* [Task brief] Repeat all of the material below exactly as written, images excluded.

Records excerpted from a collection:
[start]

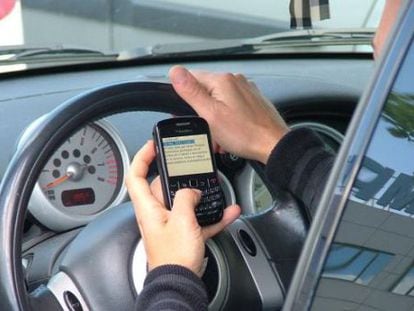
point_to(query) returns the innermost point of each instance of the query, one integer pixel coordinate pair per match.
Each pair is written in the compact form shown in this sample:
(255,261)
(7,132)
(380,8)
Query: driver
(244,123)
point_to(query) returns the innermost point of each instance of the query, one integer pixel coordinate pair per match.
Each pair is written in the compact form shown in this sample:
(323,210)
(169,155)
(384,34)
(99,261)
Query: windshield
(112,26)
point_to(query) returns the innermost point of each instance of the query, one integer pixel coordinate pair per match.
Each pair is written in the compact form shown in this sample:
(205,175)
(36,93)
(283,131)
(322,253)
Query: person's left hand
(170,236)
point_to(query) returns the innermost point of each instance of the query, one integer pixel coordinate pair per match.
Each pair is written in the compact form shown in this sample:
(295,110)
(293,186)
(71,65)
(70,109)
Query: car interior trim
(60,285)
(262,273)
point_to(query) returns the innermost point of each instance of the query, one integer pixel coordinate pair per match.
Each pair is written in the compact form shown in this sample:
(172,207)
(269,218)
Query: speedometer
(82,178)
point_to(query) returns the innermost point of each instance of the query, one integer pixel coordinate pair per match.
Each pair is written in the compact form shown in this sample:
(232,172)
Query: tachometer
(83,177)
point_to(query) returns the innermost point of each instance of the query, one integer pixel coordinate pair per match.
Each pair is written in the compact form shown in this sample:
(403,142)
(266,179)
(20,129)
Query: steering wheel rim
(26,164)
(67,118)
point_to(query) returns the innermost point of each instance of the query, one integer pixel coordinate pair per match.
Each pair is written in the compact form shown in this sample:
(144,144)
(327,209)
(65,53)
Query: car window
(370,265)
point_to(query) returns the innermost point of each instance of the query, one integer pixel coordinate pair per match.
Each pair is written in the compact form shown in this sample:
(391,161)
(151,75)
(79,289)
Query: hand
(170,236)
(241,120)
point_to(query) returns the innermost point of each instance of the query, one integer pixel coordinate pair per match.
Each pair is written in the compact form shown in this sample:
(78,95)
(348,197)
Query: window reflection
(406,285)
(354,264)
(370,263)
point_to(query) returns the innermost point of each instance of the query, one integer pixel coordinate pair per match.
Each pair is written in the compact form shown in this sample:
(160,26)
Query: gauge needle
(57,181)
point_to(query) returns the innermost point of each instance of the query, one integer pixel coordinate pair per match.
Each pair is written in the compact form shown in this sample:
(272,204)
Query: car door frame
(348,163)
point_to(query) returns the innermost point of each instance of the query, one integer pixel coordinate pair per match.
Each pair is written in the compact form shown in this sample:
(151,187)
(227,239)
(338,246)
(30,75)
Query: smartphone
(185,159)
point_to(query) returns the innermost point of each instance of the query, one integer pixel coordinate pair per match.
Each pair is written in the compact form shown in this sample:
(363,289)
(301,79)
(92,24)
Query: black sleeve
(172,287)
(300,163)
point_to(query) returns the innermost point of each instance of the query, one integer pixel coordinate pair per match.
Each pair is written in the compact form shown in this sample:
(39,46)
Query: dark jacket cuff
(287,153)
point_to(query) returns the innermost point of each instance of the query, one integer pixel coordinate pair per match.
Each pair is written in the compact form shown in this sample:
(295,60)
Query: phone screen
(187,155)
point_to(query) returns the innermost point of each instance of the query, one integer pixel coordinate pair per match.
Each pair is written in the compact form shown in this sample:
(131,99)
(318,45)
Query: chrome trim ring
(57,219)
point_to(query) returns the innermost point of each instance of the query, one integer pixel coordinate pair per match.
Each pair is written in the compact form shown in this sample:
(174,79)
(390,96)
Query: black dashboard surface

[end]

* [The completed task]
point_to(query) returns the innermost point of each instance of the query, one integer pixel coordinate pair per match.
Each pair is written in the compact form shown in this sample:
(255,261)
(7,132)
(380,8)
Query: driver
(244,123)
point_to(query) returns the innermost point of each instance of the query, one integer pixel coordinate pair per match.
Each pair is written in the compact form shown in this sample:
(323,210)
(169,155)
(384,34)
(99,261)
Query: windshield
(112,26)
point_to(query) returns the innermost point of each instance of the query, one integer pixel coordinate pair per match.
Each pair is written in the compact form shown in this sample:
(205,175)
(36,93)
(283,131)
(322,253)
Query: person's left hand
(170,236)
point_to(query) returns the innermost point of each instance of the query, one integer pixel coordinate pair per match.
Each pair is written in the compact form shown in this sample:
(295,110)
(293,186)
(71,65)
(70,109)
Query: car interior trim
(60,285)
(262,273)
point_to(query) returns the innermost point of each instance of the query, one integer pixel coordinate pair per match.
Each pair is written in the compact form shown in this sample:
(172,207)
(269,218)
Query: speedometer
(82,178)
point_to(query) returns the innermost point of each instance of the query, one integer pixel coordinate pair per match.
Each pair is written in the compact form shown in this sample:
(232,172)
Query: tachometer
(83,177)
point_to(query) returns the innermost point of each instance of the query, one integer pixel coordinate pair per match.
Each pair is written in the compact form shown in this sample:
(403,142)
(266,179)
(20,129)
Query: steering wheel rim
(26,164)
(67,118)
point_to(query) returns the innermost point of each instance of the query, one integer pixel coordinate pair per match.
Each pair is written in the compact form shown in this sample:
(144,144)
(327,209)
(65,53)
Query: car window
(370,265)
point_to(query) returns the innermost point of each instance of the query, one integer pixel coordinate pair per match.
Each pair is written in the compact form shown in this sample:
(391,161)
(151,75)
(79,289)
Query: hand
(170,236)
(241,120)
point_to(query) returns the innermost point of each instance of the query, one integer pixel coordinate pair per match.
Each pair is written in the compact form shown in this sample:
(78,95)
(348,197)
Query: window reflection
(406,285)
(354,264)
(370,263)
point_to(query) returns the innermost point of each instance of the query, one integer pixel coordinate pair per match.
Each pair is written in the compact form shown in this sample:
(160,26)
Query: gauge needle
(57,181)
point_to(query) returns the innermost point of each instance of the query, one integer pixel coordinate pair per match.
Each pair is written in the compact form shown in this sample:
(272,204)
Query: car door frame
(348,163)
point_to(query) returns the innermost point of each instance of the query, one integer pixel coordinate pair per match.
Each pair is written in the compact form shown in this sample:
(151,187)
(227,239)
(338,246)
(30,75)
Query: smartphone
(185,159)
point_to(query) returns the innermost point of each instance of the query, one integer pixel coordinate pair per match.
Each pair is written in the compact form shown in this sample:
(363,289)
(301,79)
(92,24)
Query: black sleeve
(172,287)
(300,163)
point_to(query) returns the innermost point of each instance of the query, one integer pixel coordinate pair per match.
Each pair is written in the compact form shown in this sample:
(39,46)
Query: dark jacket cuff
(287,153)
point_to(query) returns the innermost point of each instance of the query, one integer pixel coordinate pair per match.
Each pair is written in the compact form shown in this sample:
(295,60)
Query: phone screen
(187,155)
point_to(query) returns the innermost point of each instance of the query, one integer pixel coordinate pair per match.
Each pair is written in the compact form shown in this sample:
(131,99)
(318,45)
Query: chrome trim ring
(57,219)
point_to(query) returns the innermost point of each instance of the query, one integer pixel coordinate pair per match.
Each pair is written in the compact form shown in this sample:
(174,79)
(390,96)
Query: black dashboard surface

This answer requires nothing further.